Wednesday, November 9, 2016

Book Review: "Mary Astor's Purple Diary"

MARY ASTOR'S PURPLE DIARY
W.W. NORTON & COMPANY/Liveright – @wwnorton and @LiverightPub

[This review originally appeared in Patreon.]

WRITER/ILLUSTRATOR: Edward Sorel
ISBN: 978-1-63149-023-1; hardcover (October 4, 2016)
176pp, Color, $25.95 U.S., $33.95 CAN

Lucile Vasconcellos Langhanke a.k.a. Mary Astor (1906 – 1987) was an American actress whose career spanned the silent film era of Hollywood through its “Golden Age” and into the end of Hollywood's “studio system.”  Her two most famous films were released in the year 1941.  She won the“Academy Award for Best Supporting Actress” for her performance in The Great Lie.  Astor is probably best remembered for her role as “Brigid O'Shaughnessy” in The Maltese Falcon, directed by John Huston and starring Humphrey Bogart and also released in 1941.

— TASK 1 —
According to the book review, in what year were Mary Astor's two most famous films released, and which two films support that?
— TASK 2 —
List every real person the book review names, counting Mary Astor once.
The lines that come next are drawn from a separate source.

— COLLECTED DATA —
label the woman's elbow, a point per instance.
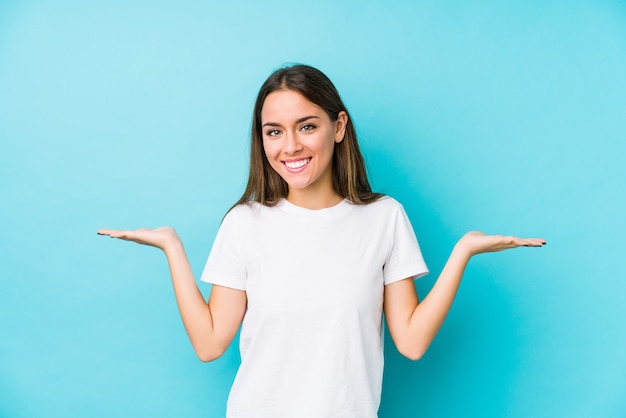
(412, 354)
(208, 354)
(412, 351)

— ANSWER 1 —
Both were released in 1941. They are The Great Lie, which won her the Academy Award for Best Supporting Actress, and The Maltese Falcon, in which she played Brigid O'Shaughnessy.

— ANSWER 2 —
- Edward Sorel
- Mary Astor (Lucile Vasconcellos Langhanke)
- John Huston
- Humphrey Bogart